Treat entry form guidelines as optional. Irrespective of whether a campaign is well-known or done for a brand with under 1% share in its segment, cases should respect formal requirements. No, it’s not ok to list objectives without referencing them to a specific number or percentage, not ok to hope you’ll get away stating that “no other factors” influenced a 1-year campaign, not ok to wrap a national promo into an equity campaign with a tactical hard-sell component.
AdHugger.net: How should one prepare for the judging days?
I feel that the more you prepare beforehand, the more biased you get. Just revisit the festival norms, get a good night sleep and try to be present at the morning training. It’s important to note that we’re not directly evaluating a campaign – as seen on a mesh downtown or in press-releases -, but a 10-page case that tells the story of this campaign. Otherwise, we’d have a template and a bot would fill in the forms for us.
AdHugger.net: What piece of advice would you give to somebody judging for the first time at the Effies?
First, the visibly big refresh of the jury line-up is one of the things I applaud. This edition, I asked 4 first-time jurors how they felt about the experience – they liked it, but found the whole day a bit too dense. Thus, new entry jurors have to slide through different mental connections in each category, like in a Daft Punk world – sign it, read it, grade it, watch it.

**DATA SUPPLIED**:

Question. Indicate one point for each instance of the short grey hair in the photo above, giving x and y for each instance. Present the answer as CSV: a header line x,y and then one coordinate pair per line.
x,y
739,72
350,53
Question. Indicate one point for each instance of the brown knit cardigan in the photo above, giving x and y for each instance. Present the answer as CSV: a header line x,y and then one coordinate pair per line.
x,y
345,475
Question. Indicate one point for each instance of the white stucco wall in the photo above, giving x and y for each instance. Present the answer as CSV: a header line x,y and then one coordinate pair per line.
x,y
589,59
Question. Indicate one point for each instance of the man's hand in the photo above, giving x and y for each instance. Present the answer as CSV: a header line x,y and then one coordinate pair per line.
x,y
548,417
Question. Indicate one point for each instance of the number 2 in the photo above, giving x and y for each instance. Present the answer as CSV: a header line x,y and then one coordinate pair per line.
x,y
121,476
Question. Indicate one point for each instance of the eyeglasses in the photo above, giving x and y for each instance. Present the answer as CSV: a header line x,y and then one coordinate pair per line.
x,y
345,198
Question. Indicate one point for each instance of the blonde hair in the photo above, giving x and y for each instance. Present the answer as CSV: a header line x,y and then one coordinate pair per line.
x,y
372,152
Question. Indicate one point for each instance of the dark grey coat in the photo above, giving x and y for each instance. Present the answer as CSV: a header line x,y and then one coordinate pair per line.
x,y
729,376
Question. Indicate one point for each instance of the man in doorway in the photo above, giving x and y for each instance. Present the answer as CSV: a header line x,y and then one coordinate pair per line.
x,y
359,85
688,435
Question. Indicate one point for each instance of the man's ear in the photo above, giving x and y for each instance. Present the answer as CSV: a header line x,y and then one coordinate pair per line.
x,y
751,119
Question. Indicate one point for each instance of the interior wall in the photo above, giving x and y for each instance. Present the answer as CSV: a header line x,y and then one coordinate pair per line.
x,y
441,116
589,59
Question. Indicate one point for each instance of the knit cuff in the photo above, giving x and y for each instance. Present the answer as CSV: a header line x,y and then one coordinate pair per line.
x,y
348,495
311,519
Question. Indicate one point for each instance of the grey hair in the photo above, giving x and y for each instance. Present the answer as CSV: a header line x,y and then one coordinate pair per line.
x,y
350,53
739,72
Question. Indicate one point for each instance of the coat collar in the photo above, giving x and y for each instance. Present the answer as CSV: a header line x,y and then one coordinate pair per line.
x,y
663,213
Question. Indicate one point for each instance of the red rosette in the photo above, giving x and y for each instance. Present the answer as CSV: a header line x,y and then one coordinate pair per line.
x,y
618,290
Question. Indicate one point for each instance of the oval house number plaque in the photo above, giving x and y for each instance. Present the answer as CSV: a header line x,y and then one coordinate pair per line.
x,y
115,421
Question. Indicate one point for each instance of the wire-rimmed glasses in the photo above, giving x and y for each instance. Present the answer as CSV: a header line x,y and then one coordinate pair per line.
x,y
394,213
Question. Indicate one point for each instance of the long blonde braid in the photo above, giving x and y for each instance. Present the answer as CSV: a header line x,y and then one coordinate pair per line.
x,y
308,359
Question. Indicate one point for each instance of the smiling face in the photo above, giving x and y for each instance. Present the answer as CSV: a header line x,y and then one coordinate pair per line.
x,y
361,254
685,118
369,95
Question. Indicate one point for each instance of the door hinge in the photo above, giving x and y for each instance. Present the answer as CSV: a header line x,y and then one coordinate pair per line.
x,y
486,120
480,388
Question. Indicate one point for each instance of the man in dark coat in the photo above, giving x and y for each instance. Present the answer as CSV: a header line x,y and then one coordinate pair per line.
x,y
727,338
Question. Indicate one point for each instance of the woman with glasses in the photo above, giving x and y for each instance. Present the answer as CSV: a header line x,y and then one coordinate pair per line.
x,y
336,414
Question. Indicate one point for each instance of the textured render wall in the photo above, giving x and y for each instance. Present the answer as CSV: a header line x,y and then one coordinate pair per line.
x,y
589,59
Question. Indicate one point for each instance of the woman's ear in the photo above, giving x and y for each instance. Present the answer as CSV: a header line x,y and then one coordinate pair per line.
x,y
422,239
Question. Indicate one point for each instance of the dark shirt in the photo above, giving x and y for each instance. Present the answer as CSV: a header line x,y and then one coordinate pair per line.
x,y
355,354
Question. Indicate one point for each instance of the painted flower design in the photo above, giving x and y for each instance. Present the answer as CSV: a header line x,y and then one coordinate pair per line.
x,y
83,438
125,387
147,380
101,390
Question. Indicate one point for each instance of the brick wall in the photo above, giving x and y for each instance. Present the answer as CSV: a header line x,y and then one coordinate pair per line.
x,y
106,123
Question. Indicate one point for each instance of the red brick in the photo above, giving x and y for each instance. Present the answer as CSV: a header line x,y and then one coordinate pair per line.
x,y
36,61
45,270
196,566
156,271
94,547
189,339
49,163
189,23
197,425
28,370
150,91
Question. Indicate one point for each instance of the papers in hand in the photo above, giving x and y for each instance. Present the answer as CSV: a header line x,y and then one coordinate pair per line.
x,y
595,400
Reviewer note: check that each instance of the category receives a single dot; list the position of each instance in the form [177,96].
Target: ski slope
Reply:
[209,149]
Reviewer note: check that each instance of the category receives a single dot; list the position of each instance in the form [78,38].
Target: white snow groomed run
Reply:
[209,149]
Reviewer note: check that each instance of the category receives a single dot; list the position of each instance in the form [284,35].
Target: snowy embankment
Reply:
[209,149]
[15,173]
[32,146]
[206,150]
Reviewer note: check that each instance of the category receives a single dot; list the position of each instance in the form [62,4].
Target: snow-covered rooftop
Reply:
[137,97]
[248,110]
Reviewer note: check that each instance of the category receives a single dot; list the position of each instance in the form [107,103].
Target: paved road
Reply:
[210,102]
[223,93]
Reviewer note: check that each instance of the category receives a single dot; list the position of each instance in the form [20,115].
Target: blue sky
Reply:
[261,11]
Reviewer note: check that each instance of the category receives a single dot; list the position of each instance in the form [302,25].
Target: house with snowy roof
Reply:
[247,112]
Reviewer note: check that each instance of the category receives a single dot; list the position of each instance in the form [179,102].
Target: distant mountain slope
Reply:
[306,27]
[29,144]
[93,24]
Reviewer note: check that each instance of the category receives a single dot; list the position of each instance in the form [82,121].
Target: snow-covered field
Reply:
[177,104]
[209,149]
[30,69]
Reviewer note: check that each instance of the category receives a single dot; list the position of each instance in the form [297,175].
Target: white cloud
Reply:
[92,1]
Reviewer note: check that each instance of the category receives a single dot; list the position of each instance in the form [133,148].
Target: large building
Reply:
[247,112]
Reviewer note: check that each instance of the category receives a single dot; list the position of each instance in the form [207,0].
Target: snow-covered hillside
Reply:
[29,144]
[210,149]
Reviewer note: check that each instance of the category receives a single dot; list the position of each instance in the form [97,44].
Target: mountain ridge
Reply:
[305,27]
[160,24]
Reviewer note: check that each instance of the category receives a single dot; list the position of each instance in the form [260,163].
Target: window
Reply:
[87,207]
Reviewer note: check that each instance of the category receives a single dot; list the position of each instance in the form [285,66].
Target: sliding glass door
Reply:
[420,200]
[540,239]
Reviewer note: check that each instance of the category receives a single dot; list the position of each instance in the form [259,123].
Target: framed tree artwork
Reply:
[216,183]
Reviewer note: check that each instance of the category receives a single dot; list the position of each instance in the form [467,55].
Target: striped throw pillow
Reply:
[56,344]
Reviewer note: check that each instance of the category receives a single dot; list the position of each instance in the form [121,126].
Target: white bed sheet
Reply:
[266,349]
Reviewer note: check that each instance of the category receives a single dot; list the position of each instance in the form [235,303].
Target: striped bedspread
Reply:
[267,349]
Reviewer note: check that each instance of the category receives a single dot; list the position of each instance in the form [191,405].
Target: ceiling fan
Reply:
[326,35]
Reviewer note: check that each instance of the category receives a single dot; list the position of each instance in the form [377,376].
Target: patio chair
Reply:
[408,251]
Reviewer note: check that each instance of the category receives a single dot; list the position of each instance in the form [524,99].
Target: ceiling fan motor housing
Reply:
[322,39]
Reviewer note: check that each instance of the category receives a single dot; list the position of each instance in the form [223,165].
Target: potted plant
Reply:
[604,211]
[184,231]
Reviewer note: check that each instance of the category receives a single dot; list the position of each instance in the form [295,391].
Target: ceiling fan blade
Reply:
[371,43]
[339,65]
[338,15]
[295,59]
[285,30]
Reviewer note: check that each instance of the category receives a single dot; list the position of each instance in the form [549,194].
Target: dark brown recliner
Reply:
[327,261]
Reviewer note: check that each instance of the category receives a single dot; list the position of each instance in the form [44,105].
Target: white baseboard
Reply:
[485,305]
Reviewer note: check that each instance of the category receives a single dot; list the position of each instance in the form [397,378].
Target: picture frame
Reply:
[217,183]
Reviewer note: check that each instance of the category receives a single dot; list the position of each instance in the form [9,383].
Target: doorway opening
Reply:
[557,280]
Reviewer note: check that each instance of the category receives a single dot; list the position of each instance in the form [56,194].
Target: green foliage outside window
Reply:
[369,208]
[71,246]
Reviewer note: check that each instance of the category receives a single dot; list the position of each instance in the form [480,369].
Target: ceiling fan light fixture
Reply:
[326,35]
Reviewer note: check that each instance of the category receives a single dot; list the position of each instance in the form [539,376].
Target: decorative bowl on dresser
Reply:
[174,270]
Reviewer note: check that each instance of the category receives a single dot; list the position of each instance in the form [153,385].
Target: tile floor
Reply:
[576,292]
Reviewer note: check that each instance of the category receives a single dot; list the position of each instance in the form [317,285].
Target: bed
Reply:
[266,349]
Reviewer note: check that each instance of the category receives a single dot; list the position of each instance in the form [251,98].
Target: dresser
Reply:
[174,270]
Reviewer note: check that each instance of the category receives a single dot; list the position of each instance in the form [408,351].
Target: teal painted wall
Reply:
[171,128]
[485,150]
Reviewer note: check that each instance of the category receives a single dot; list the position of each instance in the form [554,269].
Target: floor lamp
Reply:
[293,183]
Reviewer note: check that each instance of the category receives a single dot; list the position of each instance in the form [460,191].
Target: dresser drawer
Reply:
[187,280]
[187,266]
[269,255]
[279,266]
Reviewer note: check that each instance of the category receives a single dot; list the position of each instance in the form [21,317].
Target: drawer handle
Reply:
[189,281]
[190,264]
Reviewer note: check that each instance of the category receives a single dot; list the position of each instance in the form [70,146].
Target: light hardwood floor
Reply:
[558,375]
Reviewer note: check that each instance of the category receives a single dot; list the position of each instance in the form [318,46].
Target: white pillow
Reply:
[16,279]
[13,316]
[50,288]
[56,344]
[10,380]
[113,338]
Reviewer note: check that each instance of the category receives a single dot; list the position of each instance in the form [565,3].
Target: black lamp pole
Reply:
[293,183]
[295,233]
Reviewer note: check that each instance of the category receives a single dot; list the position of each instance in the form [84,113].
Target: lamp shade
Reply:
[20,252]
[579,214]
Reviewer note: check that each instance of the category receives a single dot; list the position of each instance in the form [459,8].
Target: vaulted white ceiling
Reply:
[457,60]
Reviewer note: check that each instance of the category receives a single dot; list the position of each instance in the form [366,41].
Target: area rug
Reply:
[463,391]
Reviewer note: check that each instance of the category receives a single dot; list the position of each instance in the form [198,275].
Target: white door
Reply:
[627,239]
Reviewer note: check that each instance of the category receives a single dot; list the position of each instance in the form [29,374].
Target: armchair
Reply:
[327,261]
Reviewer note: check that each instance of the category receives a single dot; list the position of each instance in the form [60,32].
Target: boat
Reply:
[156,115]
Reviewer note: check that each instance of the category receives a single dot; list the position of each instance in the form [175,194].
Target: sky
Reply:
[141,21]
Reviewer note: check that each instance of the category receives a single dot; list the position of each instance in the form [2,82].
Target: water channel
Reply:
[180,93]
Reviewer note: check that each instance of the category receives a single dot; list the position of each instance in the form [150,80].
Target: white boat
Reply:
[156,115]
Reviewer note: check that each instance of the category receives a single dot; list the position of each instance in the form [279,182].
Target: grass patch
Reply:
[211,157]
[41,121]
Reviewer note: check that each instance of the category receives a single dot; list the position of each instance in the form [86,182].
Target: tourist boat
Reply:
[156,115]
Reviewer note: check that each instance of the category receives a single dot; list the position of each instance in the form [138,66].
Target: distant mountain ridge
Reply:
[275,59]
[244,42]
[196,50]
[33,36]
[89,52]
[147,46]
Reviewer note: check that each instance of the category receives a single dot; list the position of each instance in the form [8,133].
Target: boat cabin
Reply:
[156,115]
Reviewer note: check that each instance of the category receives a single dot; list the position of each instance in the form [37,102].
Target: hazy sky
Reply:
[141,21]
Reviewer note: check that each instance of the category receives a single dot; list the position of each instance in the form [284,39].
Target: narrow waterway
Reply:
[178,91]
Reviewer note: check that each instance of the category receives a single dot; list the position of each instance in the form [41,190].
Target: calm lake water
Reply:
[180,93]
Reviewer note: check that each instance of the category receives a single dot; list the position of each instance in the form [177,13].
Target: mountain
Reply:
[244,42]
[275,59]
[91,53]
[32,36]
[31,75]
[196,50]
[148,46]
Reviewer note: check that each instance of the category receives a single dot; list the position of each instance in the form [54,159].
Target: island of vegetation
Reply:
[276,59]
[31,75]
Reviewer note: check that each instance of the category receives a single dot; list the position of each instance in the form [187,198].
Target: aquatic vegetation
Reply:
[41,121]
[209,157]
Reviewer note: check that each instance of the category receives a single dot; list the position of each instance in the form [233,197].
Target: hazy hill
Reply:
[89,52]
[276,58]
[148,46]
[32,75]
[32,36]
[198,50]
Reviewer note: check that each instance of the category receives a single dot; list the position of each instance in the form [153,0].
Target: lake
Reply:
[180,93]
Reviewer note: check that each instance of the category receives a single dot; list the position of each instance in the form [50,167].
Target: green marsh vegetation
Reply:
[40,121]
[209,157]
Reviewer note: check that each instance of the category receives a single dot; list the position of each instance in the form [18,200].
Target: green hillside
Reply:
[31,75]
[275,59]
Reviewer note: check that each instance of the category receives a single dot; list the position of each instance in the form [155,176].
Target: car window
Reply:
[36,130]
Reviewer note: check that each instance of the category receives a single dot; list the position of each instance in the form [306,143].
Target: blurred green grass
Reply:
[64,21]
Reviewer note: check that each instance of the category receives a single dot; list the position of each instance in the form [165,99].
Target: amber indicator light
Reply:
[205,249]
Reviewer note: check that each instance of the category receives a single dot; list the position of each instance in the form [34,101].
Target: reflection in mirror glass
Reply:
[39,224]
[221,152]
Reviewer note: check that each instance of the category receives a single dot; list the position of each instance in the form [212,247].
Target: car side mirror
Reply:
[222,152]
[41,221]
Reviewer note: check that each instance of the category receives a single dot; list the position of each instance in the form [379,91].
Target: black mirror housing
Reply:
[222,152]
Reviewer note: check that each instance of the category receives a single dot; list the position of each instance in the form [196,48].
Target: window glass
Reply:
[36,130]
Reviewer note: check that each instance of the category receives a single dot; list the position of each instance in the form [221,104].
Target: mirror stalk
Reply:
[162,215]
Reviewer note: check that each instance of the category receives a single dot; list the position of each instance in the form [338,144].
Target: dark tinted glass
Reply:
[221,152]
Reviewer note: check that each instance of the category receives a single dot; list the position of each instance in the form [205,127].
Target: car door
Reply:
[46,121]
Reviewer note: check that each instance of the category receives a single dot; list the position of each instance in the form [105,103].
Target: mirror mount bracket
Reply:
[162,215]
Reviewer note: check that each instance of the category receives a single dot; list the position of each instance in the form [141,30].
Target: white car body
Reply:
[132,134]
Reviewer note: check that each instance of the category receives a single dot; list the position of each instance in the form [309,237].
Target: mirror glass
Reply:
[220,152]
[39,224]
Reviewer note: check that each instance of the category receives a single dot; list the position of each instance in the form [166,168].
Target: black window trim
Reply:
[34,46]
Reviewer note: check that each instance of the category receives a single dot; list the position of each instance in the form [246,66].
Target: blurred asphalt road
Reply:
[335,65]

**PROMPT A**:
Answer these from the interview about judging at the Effies:
(i) How many pages long is the case that jurors evaluate?
(ii) How many first-time jurors were asked how they felt about the experience this edition?
(iii) What does the interview suggest revisiting before the judging days?
**PROMPT B**: Pick up the interview about judging at the Effies after its last sentence and carry it on.

**EXERCISE RESULT A**:
(i) 10 pages.
(ii) 4.
(iii) The festival norms.

**EXERCISE RESULT B**:
Sometimes, it might feel that the opinion of experienced jury members weighs more, but I encourage them to contribute to the debates. Many times, interventions of new jurors have helped us get over false dilemmas about numeric distribution or promo mechanics.
Finally, it’s also about the joy of having the future Grand Effie case in your room. Or at least about the delight of reading top-class cases. Or the pleasure of a good, informed, on-topic debate in the room.
AdHugger.net: What would you say that are the main ingredients of winning an Effie trophy?
Ambitious objectives and real impact that goes beyond the metrics set before the campaign (i.e. you wanted to grow share, you did so, but also managed to influence some metrics outside your category).
Good, honest case-writing skills. If you don’t have the data for a certain SKU or if the radio activation reached less people than expected, I appreciate it more if you openly explain it, along with the context, instead of hiding it. Including less flattering truths in the storyline is a sign of realistic overview.
Enough luck for your case to land in a room with more impartial and open jurors versus know-it-all personalities.
AdHugger.net: How important is the way you write your study case?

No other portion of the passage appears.